### READING PASSAGE
TRAF protein is closely related with the synthesis of pro-inflammatory cytokines and pathways of the Tol/IL1 and TNF family. It is a cytoplasmic protein that plays a role in apoptosis and cell survival [11]. We do not know the exact mechanism of cancer cachexia, but atrophy in muscles may have a prognostic role in this process. The ubiquitin–proteasome system (UPS) is the major proteolytic machinery systematically activated in cachexia, and only proteasome inhibitors prevent increased proteolysis [12]. Sun et al. [13] investigated the TRAF-6 expression in patients with gastric cancer. They found that TRAF-6 was significantly up-regulated in the muscles involved in gastric cancer compared with the control muscles, and an overexpression of TRAF-6 in the muscles of gastric cancer was associated with TNM stage, level of serum albumin, and percent of weight loss. In addition, the authors concluded that this pathway may be a treatment target in cancer cachexia. Suppressed TRAF-6 synthesis prevented cancer cachexia in rats; thus, this novel finding was interpreted to be a new treatment target of cachexia [14]. To our knowledge, there are no studies measuring the TRAF-6 levels in patients with cancer cachexia. In this context, our study is the first investigation in the literature that showed elevated TRAF-6 levels in patients with cancer cachexia. Moreover, higher TRAF-6 levels were significantly associated with OS, with this result more prominent in pancreatic and colorectal cancer. Thus, we may speculate that TRAF-6-targeted therapies can be more effective in these cancers.

There are many animal studies in the literature which investigated NPY levels, but there have not been enough investigation in patients with cachectic cancer. In a study of 23 children diagnosed with cancer, NPY levels were significantly decreased during chemotherapy [15]. In another study including non-cachectic cancer patients, serum NPY levels did not significantly change after the cancer chemotherapy [16]. It is well known that there is a significant correlation with serum NPY levels and appetite, but we do not know the role of NPY in cancer cachexia. Our study showed that serum NPY levels were significantly decreased in cancer cachexia, but this drop was not significant in patients with refractory cachexia. Indeed, higher serum NPY levels were expected in cancer cachexia, but we found an inverse relation; this may be a reason of previous cancer chemotherapies, advanced stage of cancer, or suppression of the other inflammatory cytokines such as TNF alpha, IL1, or IL6. Despite all these findings, serum NPY levels, as well as serum orexin and galanin levels, did not have a significant correlation with OS in our study.

TWEAK is a multifunctional protein and a member of the TNF family that functions with fibroblast growth factor-14. TWEAK has a role in cell survival, proliferation, angiogenesis, migration, and apoptosis [17]. Also, it has been shown that TWEAK and its receptor Fn14 were expressed in human malignant ovarian tumors, but not in normal ovarian tissues or in borderline/benign epithelial ovarian tumors [18]. To date, there has been no study investigating the serum TWEAK levels in cancer cachexia. In our study, serum TWEAK levels were significantly higher in cancer cachexia compared to the control group, but it is not an effect on OS.

Conclusion

Although cachexia presents with a multifactorial ethio-pathogenesis, few affect OS. Our novel results were that serum CRP, albumin, LDH, and TRAF-6 levels have a higher association with OS in patients with cancer cachexia compared to the many other parameters. An ongoing cachexia also called refractory cachexia is a recent definition. This end-stage term of cancer duration may be predicted by decreasing serum testosterone and increasing serum TNF alpha levels, as well as serum CRP levels.
######
WHAT IS REQUIRED:
In the text on cancer cachexia, in which two cancers was the link between higher TRAF-6 levels and OS more prominent?
### EXTRACTED RECORDS
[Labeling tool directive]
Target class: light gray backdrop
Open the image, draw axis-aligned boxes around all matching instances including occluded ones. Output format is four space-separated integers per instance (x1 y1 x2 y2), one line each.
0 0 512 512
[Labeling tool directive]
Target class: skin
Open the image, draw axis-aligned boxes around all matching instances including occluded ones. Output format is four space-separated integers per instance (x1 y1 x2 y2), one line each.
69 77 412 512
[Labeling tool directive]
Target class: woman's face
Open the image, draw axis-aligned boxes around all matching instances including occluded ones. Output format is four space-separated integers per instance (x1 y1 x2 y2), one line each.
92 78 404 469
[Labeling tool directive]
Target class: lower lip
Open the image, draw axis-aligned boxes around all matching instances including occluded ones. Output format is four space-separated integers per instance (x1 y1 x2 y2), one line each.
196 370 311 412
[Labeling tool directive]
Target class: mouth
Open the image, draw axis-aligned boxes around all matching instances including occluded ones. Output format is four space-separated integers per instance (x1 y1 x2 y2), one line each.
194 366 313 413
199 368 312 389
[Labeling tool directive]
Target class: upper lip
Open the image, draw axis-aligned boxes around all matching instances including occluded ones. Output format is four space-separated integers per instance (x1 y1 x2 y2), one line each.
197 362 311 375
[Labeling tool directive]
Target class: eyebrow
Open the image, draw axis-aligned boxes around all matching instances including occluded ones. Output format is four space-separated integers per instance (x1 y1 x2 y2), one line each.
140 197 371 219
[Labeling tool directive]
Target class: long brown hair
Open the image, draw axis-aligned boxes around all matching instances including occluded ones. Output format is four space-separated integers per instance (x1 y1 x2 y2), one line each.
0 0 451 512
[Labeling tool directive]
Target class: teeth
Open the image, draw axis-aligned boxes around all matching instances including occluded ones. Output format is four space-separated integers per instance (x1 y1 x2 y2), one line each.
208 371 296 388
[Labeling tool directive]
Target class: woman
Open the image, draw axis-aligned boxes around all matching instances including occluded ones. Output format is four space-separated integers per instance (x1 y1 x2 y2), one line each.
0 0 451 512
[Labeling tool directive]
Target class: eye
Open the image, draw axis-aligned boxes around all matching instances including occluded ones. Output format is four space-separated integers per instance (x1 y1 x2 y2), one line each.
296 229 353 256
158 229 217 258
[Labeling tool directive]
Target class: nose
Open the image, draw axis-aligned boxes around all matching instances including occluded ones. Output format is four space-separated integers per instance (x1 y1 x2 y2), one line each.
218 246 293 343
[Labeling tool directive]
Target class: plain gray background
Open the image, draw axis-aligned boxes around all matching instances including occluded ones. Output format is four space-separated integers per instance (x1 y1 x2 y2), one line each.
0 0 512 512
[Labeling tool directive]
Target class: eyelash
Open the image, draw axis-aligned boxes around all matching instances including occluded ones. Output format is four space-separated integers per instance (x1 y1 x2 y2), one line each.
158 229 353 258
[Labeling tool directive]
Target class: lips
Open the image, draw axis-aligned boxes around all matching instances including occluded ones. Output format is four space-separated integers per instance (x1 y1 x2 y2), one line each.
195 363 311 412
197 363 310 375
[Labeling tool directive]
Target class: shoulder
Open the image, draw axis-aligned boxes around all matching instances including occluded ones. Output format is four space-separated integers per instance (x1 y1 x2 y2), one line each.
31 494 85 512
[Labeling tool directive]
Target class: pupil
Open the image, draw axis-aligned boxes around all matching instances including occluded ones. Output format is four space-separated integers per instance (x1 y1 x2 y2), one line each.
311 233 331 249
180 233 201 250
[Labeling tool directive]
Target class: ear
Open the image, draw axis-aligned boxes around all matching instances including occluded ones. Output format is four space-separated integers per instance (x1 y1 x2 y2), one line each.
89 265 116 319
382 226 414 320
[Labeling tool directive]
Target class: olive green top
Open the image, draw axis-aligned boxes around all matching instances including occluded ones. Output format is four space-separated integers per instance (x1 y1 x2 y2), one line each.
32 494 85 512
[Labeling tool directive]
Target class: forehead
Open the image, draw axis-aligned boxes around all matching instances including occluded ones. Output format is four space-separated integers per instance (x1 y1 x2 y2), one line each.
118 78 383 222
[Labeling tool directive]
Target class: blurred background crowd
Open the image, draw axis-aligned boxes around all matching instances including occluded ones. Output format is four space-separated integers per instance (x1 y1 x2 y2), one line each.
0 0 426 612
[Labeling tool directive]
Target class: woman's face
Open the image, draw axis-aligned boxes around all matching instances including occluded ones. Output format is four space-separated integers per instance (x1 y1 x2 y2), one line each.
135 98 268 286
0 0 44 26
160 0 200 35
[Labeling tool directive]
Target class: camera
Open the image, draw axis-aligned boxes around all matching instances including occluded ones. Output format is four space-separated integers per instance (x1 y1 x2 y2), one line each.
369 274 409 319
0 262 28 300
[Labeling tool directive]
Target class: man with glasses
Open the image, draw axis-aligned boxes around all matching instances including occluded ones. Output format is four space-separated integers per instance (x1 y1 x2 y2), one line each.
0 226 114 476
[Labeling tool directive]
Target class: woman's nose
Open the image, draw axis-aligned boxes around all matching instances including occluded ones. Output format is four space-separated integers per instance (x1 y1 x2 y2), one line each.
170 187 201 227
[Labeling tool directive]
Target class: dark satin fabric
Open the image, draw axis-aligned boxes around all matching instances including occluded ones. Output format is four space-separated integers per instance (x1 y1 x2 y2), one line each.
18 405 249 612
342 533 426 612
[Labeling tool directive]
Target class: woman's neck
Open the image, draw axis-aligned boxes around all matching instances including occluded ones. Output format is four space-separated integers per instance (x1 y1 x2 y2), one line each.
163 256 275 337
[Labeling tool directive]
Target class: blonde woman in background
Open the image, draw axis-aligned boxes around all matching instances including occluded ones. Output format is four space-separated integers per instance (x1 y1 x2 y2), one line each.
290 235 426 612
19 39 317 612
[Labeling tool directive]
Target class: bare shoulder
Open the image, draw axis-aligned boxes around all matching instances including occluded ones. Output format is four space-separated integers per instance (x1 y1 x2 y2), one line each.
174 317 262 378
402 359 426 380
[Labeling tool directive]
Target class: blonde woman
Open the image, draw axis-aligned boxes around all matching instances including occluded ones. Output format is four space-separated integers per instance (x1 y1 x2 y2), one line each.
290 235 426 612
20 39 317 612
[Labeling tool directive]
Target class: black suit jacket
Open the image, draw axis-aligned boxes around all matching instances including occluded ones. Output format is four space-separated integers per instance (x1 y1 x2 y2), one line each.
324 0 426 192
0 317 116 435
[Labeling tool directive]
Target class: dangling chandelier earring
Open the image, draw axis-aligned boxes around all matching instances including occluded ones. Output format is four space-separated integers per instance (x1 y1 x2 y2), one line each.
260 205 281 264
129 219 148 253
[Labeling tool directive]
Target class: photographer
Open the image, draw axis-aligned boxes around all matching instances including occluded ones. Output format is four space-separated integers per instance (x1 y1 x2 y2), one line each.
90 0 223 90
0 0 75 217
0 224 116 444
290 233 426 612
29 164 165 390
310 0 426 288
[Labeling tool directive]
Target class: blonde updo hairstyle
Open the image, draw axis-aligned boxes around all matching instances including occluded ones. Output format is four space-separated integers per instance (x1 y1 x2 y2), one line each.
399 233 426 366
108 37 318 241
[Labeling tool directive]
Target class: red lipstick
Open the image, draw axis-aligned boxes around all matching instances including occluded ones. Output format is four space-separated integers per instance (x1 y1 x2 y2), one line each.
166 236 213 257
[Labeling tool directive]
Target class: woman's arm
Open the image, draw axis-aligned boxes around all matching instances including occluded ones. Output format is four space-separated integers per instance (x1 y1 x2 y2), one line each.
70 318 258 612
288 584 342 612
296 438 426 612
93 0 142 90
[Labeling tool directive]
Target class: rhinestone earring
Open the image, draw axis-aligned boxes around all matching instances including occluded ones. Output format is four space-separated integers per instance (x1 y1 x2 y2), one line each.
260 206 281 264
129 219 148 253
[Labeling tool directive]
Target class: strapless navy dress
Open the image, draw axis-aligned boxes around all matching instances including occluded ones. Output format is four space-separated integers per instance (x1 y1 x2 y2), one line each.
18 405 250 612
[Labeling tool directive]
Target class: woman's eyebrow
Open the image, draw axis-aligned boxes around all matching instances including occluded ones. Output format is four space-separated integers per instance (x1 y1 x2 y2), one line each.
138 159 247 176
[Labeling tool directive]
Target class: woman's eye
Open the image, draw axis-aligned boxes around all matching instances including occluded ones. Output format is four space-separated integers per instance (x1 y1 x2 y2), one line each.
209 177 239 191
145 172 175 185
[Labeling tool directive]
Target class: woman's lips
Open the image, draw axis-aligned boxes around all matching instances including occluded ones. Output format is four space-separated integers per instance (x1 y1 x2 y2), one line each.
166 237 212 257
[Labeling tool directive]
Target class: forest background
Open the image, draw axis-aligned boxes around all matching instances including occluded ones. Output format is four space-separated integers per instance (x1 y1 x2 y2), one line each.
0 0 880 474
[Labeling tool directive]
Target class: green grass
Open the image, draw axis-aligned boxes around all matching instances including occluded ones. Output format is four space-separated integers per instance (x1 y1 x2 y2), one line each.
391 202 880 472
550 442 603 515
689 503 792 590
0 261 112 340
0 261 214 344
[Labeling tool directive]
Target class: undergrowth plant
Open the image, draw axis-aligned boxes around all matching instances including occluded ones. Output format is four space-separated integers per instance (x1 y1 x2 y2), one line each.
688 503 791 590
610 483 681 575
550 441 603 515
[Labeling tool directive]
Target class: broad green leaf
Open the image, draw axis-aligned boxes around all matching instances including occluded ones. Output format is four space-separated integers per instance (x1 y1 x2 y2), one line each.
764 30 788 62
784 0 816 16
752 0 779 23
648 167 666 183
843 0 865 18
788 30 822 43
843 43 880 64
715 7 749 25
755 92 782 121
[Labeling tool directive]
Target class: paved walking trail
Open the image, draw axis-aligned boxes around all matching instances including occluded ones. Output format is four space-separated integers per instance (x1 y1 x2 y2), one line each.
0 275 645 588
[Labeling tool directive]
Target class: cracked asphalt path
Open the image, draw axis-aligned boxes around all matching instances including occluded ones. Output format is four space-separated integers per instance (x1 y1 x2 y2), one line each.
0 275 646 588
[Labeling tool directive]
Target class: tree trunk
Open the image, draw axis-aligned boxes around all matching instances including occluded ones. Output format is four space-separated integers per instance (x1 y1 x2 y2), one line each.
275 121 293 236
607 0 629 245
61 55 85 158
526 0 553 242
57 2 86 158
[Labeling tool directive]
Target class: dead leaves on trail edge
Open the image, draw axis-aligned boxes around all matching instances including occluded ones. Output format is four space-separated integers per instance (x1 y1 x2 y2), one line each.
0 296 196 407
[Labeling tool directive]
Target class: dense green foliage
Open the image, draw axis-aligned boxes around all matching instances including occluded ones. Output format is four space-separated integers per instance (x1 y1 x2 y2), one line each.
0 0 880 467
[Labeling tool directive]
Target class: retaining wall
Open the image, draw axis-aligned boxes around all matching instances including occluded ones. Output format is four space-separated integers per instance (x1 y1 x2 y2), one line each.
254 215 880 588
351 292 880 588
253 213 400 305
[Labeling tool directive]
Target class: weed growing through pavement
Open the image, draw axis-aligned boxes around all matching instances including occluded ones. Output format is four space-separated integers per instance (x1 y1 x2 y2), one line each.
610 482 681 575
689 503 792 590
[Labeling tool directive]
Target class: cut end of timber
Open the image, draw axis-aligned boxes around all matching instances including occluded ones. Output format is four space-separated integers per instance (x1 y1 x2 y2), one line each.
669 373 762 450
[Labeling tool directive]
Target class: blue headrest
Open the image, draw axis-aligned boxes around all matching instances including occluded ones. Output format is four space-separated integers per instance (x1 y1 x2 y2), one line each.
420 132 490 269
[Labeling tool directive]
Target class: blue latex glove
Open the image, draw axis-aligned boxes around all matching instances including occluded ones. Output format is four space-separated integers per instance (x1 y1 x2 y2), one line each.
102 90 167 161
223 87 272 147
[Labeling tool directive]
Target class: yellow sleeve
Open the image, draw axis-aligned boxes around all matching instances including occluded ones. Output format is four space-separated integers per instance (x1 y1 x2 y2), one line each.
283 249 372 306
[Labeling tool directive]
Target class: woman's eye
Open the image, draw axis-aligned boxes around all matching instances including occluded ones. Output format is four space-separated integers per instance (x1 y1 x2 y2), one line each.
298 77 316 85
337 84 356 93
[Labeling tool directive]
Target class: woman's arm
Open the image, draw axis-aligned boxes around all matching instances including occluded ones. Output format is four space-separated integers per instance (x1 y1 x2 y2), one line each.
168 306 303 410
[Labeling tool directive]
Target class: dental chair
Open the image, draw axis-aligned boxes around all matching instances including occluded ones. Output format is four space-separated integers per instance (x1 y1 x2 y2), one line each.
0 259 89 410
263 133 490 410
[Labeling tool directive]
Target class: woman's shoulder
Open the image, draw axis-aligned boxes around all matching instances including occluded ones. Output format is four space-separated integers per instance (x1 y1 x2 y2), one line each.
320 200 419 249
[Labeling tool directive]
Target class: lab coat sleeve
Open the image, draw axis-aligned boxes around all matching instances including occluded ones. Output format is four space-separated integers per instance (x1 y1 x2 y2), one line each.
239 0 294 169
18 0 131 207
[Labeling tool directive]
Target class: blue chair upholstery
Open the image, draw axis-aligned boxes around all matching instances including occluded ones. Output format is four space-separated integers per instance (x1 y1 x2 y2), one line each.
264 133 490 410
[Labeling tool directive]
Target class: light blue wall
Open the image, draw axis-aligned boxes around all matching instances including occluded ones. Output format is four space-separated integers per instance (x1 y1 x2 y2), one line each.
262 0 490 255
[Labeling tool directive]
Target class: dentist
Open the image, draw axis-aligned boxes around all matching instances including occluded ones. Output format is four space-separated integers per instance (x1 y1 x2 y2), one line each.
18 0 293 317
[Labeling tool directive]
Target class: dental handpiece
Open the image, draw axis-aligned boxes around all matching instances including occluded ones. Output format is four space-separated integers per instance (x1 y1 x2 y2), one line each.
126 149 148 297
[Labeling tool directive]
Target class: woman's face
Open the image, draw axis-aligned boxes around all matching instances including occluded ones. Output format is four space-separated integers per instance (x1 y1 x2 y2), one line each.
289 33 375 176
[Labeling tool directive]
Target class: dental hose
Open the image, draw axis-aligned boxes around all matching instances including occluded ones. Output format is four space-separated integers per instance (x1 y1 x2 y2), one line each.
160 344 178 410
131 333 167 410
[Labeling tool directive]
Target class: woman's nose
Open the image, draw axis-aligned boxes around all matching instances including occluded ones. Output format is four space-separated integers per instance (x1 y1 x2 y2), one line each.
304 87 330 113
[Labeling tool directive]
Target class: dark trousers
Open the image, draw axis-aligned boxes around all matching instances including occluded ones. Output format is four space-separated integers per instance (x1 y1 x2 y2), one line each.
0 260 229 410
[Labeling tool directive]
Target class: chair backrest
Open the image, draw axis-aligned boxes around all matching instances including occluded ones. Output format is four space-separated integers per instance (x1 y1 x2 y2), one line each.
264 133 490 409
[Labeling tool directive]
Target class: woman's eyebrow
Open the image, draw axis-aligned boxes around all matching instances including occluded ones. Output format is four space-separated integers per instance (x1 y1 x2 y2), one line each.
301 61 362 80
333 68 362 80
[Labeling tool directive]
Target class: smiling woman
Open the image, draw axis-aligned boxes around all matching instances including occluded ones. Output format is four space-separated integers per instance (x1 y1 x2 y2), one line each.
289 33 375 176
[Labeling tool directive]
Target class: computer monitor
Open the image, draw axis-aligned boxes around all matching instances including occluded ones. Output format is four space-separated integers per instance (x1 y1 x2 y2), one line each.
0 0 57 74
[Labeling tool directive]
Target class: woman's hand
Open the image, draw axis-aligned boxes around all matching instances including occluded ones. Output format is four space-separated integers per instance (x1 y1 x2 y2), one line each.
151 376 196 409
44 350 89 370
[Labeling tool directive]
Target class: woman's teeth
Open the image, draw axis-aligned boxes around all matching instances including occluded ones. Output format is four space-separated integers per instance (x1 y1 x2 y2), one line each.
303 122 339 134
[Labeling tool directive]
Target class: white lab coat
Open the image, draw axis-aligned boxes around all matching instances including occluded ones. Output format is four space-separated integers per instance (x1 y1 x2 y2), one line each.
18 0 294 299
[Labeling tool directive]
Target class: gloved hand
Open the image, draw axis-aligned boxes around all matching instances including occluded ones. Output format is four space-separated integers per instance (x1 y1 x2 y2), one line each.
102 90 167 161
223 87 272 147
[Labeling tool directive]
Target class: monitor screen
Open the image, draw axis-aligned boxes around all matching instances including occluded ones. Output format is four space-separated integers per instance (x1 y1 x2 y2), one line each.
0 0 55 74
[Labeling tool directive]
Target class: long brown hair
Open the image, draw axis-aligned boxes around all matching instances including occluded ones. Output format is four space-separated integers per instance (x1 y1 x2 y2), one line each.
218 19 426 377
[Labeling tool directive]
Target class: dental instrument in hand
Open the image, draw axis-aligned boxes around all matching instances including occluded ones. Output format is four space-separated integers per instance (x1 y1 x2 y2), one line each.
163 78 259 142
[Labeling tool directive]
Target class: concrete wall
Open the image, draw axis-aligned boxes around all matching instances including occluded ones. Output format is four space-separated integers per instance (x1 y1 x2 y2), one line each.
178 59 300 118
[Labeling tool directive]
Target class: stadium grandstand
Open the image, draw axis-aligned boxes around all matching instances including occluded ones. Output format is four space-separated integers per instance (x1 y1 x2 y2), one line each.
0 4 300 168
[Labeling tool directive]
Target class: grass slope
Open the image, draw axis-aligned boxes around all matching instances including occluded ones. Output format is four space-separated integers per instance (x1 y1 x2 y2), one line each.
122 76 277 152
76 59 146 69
######
SOLUTION BELOW:
Pancreatic and colorectal cancer.